Data listing
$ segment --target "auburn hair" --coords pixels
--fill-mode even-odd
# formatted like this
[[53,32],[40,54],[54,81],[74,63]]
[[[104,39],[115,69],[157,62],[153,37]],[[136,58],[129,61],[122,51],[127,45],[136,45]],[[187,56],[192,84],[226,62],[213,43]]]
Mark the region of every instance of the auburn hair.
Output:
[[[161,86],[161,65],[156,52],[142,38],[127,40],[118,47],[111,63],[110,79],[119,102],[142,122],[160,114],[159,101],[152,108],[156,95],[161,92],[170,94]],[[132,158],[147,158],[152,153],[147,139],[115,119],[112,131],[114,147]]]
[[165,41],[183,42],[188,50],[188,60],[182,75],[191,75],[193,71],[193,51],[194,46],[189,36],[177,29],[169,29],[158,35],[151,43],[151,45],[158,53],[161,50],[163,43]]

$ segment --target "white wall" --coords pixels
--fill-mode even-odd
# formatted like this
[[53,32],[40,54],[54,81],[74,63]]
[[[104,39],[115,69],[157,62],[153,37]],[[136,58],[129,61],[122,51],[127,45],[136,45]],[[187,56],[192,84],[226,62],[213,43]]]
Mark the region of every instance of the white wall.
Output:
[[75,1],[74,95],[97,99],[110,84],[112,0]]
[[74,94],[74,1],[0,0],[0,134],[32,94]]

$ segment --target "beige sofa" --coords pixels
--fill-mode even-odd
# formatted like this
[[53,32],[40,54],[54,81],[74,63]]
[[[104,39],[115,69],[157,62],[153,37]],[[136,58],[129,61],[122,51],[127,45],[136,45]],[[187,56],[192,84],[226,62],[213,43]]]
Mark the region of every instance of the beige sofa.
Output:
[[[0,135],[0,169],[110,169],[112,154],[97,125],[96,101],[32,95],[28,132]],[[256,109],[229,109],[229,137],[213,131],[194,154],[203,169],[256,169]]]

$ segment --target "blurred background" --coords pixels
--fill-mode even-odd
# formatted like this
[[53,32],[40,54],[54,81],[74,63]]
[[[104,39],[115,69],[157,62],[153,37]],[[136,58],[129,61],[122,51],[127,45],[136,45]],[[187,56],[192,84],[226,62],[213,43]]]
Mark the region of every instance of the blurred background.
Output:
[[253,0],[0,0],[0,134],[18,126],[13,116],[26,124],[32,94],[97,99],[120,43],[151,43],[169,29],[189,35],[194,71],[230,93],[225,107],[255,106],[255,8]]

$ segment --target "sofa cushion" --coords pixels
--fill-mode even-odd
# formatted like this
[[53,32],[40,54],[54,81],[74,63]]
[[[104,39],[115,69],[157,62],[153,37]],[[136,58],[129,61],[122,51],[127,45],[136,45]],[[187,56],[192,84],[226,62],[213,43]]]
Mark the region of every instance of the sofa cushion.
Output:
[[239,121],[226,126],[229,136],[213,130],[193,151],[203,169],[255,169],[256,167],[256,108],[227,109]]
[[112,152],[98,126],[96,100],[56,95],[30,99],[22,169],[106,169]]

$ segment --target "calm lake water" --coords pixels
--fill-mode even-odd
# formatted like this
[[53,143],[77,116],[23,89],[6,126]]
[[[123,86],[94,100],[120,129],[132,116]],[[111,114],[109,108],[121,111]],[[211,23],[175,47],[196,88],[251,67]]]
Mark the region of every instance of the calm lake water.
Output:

Exercise brief
From the records above, extract everything verbatim.

The response
$ segment --target "auburn hair" --coords pixels
--fill-mode even-odd
# formatted like this
[[53,32],[40,54],[54,81],[74,63]]
[[[104,39],[115,69],[157,62],[153,37]],[[136,58],[129,61],[122,51],[127,45],[136,45]],[[187,56],[192,84],[226,62],[213,43]]]
Mark the region of every instance of the auburn hair.
Output:
[[[161,86],[161,65],[156,52],[142,38],[127,40],[118,47],[111,63],[110,79],[119,102],[142,122],[160,114],[159,101],[152,108],[156,95],[161,92],[170,94]],[[132,158],[147,158],[152,153],[147,139],[115,119],[112,131],[114,147]]]
[[165,41],[183,42],[188,50],[188,60],[182,75],[191,75],[193,71],[193,51],[194,46],[189,36],[177,29],[169,29],[158,35],[151,43],[151,45],[158,53],[161,50],[163,43]]

$ segment --target "white wall" --coords pixels
--fill-mode even-odd
# formatted like this
[[53,32],[40,54],[54,81],[74,63]]
[[[104,39],[115,69],[157,62],[153,37]],[[136,58],[129,61],[122,51],[127,45],[136,45]],[[187,56],[192,84],[226,62],[213,43]]]
Mark the region of every instance of the white wall.
Output:
[[75,1],[74,95],[97,99],[110,84],[112,0]]
[[74,94],[74,1],[0,0],[0,134],[32,94]]

$ segment --target "beige sofa" --coords pixels
--fill-mode even-odd
# formatted like this
[[53,32],[40,54],[54,81],[74,63]]
[[[104,39],[115,69],[157,62],[153,37]],[[136,58],[129,61],[122,51],[127,45],[136,45]],[[187,56],[192,84],[226,62],[213,43]]]
Mark the region of every instance of the beige sofa.
Output:
[[[0,135],[0,169],[110,169],[112,154],[97,125],[96,101],[32,95],[28,132]],[[256,109],[229,109],[229,137],[213,131],[194,154],[203,169],[256,169]]]

$ segment --target "blurred background" --coords pixels
--fill-mode even-odd
# formatted like this
[[53,32],[40,54],[54,81],[74,63]]
[[[104,39],[115,69],[157,62],[153,37]],[[136,58],[129,61],[122,51],[127,45],[136,45]],[[187,56],[192,84],[226,62],[213,43]]]
Mark the region of every instance of the blurred background.
Output:
[[253,0],[0,0],[0,134],[18,126],[13,116],[26,124],[32,94],[97,99],[120,43],[151,43],[169,29],[189,35],[194,71],[230,93],[225,107],[255,106],[255,8]]

$ segment --target "sofa cushion" --coords pixels
--fill-mode even-odd
# formatted like this
[[53,32],[40,54],[54,81],[74,63]]
[[[104,39],[115,69],[157,62],[153,37]],[[136,58],[129,61],[122,51],[127,45],[136,45]],[[187,56],[192,84],[226,62],[213,43]]]
Mark the region of every instance of the sofa cushion.
Output:
[[239,121],[226,126],[229,136],[213,130],[193,151],[203,169],[255,169],[256,167],[256,108],[227,109]]
[[112,152],[98,126],[96,100],[56,95],[30,99],[22,169],[106,169]]

$ segment --target "calm lake water" --coords pixels
--fill-mode even-odd
# formatted like this
[[53,143],[77,116],[23,89],[6,126]]
[[[123,86],[94,100],[120,129],[132,116]],[[111,114],[109,108],[121,111]],[[211,23],[175,47],[196,88],[251,67]]]
Mark the region of every instance of the calm lake water.
Output:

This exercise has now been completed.